* EXERCISE DIRECTIONS *
Output as a numbered list, with blank lines omitted, the lines running from the one containing "Category: grassy hillside" through the one containing "(1201, 829)", both ends included, and no others.

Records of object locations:
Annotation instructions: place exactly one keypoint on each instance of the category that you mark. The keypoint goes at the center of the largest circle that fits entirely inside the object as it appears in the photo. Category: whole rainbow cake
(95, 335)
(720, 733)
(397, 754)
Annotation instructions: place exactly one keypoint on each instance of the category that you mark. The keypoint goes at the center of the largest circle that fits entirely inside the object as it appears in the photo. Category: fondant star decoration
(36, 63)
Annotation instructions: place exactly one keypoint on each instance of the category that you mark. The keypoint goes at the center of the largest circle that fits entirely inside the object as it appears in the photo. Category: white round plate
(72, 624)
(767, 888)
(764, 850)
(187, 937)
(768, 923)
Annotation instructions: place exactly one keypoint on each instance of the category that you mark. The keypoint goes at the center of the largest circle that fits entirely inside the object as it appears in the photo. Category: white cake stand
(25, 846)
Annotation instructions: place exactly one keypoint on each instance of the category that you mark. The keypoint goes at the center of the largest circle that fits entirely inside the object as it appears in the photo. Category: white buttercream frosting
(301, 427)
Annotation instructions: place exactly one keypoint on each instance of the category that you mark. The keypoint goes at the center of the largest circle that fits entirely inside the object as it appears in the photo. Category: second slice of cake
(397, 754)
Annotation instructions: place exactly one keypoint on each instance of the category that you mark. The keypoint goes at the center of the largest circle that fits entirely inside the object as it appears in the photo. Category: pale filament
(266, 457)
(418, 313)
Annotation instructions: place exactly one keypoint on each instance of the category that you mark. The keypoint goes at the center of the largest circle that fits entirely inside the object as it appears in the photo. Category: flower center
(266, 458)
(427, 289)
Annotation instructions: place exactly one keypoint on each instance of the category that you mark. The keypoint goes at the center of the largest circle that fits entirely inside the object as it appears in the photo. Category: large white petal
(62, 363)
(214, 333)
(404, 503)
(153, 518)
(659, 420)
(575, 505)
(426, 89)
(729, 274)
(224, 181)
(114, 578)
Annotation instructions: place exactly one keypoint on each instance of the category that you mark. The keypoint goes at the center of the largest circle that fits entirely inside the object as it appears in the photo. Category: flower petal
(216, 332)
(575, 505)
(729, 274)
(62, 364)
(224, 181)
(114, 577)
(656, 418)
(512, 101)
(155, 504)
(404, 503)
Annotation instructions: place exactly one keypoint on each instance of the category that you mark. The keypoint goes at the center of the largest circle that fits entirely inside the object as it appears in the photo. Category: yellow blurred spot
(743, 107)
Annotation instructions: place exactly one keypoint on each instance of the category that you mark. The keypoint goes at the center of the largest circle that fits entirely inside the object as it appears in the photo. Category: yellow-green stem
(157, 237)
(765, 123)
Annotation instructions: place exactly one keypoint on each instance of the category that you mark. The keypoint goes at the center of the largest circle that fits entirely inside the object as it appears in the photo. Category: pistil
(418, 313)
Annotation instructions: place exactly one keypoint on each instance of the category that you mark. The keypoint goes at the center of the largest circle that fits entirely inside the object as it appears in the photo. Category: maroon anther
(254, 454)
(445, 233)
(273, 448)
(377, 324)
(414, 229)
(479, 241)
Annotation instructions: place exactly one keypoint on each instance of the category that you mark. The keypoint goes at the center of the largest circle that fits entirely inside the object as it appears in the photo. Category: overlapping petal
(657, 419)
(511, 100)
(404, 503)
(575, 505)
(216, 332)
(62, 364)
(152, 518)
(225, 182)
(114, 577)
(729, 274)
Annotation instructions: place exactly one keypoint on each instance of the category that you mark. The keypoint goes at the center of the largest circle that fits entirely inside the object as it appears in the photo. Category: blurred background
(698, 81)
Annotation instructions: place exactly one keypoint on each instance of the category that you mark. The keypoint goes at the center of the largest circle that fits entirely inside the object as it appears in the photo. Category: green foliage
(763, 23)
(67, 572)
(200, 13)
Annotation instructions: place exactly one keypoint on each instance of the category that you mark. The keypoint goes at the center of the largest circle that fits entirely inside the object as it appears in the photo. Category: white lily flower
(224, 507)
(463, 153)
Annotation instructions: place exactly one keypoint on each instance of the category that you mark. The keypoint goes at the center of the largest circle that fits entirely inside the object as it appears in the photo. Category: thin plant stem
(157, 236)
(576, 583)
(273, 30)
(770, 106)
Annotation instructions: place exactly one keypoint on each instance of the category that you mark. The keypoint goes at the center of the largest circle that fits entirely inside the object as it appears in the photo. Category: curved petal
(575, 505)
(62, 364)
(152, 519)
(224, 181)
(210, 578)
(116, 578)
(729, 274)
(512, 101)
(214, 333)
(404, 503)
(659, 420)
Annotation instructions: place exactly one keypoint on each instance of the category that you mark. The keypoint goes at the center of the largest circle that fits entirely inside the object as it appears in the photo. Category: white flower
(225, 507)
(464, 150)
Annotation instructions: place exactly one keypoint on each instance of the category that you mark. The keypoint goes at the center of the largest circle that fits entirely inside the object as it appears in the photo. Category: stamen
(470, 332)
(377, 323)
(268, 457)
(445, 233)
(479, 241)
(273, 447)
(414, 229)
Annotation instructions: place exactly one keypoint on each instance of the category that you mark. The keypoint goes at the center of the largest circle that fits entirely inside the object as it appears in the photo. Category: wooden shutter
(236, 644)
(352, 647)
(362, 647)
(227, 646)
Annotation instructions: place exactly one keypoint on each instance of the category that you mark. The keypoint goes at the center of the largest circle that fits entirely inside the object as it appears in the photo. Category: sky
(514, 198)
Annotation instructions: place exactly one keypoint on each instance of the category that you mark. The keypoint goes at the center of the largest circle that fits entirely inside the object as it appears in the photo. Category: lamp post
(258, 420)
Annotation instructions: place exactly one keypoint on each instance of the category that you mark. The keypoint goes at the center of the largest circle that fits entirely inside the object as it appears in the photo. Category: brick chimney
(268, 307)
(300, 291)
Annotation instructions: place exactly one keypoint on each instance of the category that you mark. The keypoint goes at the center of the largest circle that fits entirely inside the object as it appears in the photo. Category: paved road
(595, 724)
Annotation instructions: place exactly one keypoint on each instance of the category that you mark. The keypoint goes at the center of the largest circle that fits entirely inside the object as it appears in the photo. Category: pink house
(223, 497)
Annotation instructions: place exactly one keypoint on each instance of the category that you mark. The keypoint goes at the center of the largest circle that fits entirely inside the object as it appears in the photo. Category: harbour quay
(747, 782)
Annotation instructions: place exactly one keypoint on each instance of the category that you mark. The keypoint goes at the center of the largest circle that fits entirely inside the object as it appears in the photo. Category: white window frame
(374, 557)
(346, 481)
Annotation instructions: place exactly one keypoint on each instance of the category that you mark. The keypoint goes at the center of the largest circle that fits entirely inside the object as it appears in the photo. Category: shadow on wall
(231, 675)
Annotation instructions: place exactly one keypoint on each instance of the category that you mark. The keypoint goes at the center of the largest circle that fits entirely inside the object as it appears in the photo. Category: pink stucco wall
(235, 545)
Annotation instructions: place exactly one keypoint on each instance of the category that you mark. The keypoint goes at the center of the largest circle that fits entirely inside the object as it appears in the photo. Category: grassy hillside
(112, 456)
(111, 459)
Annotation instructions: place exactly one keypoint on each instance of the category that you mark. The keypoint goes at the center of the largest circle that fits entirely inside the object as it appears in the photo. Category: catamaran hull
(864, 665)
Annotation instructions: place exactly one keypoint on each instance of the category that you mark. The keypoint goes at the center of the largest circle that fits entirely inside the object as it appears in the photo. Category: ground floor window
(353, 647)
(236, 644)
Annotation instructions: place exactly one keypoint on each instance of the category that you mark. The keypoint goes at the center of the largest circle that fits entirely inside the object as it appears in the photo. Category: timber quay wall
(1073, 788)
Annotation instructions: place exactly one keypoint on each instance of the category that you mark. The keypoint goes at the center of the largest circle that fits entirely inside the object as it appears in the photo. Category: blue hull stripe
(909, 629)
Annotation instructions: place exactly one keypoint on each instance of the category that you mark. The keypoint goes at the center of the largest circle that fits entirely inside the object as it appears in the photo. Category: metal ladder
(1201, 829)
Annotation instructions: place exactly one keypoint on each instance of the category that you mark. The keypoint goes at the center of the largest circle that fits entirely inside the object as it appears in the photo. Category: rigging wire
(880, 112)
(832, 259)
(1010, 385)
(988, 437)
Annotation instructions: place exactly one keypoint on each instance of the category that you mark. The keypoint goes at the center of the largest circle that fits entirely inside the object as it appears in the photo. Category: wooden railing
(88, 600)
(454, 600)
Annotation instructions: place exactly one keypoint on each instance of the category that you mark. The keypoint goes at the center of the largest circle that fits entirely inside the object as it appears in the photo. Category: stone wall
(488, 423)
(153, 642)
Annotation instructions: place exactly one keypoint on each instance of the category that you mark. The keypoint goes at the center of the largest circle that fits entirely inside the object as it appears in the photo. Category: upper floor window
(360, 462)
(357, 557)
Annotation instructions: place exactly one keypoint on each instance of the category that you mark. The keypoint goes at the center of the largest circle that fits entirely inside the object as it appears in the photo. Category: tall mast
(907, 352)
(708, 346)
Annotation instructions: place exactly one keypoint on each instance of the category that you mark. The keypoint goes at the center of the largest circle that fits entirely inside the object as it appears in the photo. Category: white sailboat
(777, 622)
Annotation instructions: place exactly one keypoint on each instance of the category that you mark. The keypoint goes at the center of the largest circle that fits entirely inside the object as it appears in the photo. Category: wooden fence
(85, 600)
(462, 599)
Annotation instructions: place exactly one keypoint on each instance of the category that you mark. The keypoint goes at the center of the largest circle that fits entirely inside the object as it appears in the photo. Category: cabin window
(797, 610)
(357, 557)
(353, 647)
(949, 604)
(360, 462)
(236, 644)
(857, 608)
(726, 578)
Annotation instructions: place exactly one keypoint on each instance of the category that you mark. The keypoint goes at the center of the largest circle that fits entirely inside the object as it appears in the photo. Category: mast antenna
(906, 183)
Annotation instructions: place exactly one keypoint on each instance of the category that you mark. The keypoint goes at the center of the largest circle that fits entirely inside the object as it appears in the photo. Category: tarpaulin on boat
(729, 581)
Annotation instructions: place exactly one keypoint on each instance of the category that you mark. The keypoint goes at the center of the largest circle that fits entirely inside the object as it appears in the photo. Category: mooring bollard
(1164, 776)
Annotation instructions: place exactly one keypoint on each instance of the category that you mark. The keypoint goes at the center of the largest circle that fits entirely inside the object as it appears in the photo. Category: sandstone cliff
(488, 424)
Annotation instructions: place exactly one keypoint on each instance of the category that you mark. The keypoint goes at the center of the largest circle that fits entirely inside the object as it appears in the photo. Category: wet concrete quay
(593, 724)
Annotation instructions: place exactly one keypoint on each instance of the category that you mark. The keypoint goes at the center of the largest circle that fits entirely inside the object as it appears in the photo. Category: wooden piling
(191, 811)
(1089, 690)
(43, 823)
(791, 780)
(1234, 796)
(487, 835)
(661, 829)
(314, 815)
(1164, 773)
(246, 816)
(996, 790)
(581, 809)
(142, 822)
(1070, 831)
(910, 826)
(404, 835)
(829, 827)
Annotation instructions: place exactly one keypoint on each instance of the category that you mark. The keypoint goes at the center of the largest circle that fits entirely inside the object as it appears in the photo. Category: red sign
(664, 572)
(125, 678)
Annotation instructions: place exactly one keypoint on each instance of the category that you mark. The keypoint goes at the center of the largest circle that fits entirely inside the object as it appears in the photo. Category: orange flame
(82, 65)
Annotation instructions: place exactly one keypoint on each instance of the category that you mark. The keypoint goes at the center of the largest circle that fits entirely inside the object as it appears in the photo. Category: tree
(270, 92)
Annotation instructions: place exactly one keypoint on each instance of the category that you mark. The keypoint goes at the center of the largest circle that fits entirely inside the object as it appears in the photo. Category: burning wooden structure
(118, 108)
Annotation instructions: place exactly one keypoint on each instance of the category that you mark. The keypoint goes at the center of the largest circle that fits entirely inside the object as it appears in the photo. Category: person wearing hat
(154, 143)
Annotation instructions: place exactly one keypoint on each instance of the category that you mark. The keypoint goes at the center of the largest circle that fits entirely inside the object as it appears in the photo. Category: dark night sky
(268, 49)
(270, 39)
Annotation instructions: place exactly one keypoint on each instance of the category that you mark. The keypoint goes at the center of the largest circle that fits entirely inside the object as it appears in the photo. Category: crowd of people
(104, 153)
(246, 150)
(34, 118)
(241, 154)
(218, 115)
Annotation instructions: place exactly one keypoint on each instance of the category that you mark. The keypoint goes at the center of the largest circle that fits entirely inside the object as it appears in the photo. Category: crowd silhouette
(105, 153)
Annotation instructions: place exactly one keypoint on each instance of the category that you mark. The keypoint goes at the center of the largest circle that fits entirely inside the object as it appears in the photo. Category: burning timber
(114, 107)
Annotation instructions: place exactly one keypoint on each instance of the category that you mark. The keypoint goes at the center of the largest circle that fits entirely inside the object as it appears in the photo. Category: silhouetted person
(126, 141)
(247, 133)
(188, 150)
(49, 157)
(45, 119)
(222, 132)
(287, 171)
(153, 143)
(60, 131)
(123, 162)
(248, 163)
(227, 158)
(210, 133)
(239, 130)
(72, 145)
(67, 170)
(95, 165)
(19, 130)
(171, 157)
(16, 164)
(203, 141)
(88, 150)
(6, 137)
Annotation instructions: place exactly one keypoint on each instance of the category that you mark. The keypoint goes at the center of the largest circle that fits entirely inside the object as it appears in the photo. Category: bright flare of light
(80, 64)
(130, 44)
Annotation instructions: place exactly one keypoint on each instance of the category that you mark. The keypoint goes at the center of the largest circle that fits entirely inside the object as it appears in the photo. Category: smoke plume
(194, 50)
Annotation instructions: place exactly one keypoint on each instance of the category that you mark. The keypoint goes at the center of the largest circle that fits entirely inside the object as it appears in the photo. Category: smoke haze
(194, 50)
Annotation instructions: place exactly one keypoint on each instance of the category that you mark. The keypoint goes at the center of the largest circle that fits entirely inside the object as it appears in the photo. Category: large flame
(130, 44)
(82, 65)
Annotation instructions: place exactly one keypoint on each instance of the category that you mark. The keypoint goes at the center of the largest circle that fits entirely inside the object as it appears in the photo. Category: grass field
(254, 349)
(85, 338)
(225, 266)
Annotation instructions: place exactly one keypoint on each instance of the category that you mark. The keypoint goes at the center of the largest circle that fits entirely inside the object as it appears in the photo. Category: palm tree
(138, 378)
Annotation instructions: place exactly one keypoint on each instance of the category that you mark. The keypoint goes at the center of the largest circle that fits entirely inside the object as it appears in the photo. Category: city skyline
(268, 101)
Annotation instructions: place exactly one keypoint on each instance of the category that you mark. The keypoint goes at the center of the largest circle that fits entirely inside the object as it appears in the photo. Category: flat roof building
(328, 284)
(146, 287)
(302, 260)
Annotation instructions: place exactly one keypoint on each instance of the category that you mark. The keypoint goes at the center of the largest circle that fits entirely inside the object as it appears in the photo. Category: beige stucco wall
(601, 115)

* SOLUTION TO THIS TASK *
1. Annotation instructions: place exactly one keypoint on each instance of the category that you mark. The keypoint goes at the center of the largest circle that fits entirely inside the object as it appears in the photo. Category: grassy hillside
2. (112, 456)
3. (111, 459)
4. Annotation instructions: place exactly one keypoint on each instance of the category that you mark. The keypoint goes at the center of the largest circle that fits entirely inside the object as it appears in the photo. Category: catamaran hull
5. (864, 665)
6. Annotation instructions: place exactly one keypoint on each instance of the category that you mark. The keypoint goes at the center of the largest circle that fits entirely inside the object as it appears in the photo. Category: ground floor window
7. (353, 647)
8. (236, 644)
9. Annotation instructions: place exactly one keypoint on each instance of the category that you mark. The keypoint goes at the center of the largest circle that fits entirely inside the object as it appears in the photo. Category: timber quay wall
10. (1073, 788)
11. Annotation instructions: place exactly one keypoint on each instance of the category that you mark. The keypoint goes at the center of the largest circle that fits entirely inside the object as it appears in the photo. Category: blue hull stripe
12. (909, 629)
13. Annotation instructions: place exactly one keypoint on each instance of the category that you mark. The keypoint goes at the center of the largest circle that fits entirely inside the object as it appears in the photo. Category: metal ladder
14. (1201, 829)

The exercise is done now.